WHAT THE EXERCISE ASKS
Shift every coordinate in the answers by -31 and write out all of the stretch from the line containing "above contains outstretched" through the line containing "769, 284, 800, 338", leaving the other lines unchanged.

## BEGIN

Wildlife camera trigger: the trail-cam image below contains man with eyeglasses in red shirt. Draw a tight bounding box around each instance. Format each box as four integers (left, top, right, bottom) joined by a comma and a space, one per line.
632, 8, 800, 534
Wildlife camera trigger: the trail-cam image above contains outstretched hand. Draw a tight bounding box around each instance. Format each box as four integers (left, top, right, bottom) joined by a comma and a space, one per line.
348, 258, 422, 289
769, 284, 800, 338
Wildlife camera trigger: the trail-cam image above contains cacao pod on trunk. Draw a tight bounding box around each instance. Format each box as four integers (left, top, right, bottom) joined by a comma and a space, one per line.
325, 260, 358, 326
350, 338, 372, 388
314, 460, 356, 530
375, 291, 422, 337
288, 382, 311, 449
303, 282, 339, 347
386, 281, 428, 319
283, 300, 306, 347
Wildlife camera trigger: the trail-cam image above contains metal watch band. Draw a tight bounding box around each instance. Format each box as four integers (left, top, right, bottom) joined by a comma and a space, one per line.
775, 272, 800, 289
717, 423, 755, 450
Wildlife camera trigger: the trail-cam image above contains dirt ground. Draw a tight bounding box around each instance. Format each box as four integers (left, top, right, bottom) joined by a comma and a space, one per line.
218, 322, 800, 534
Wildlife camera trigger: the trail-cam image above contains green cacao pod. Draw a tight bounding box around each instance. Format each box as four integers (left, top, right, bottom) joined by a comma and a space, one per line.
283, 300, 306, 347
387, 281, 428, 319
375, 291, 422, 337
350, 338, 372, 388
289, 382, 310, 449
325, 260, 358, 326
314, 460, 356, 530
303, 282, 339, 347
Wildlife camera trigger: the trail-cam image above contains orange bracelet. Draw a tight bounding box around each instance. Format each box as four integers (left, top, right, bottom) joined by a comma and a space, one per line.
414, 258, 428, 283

## END

THE ANSWER
Wildlife camera trigger: the trail-cam image above contains outstretched hand. Draw a tight bounding box around each instance. Format each box as four integers (left, top, right, bottom) joined by a comma and a space, one per line.
317, 227, 391, 258
738, 253, 769, 307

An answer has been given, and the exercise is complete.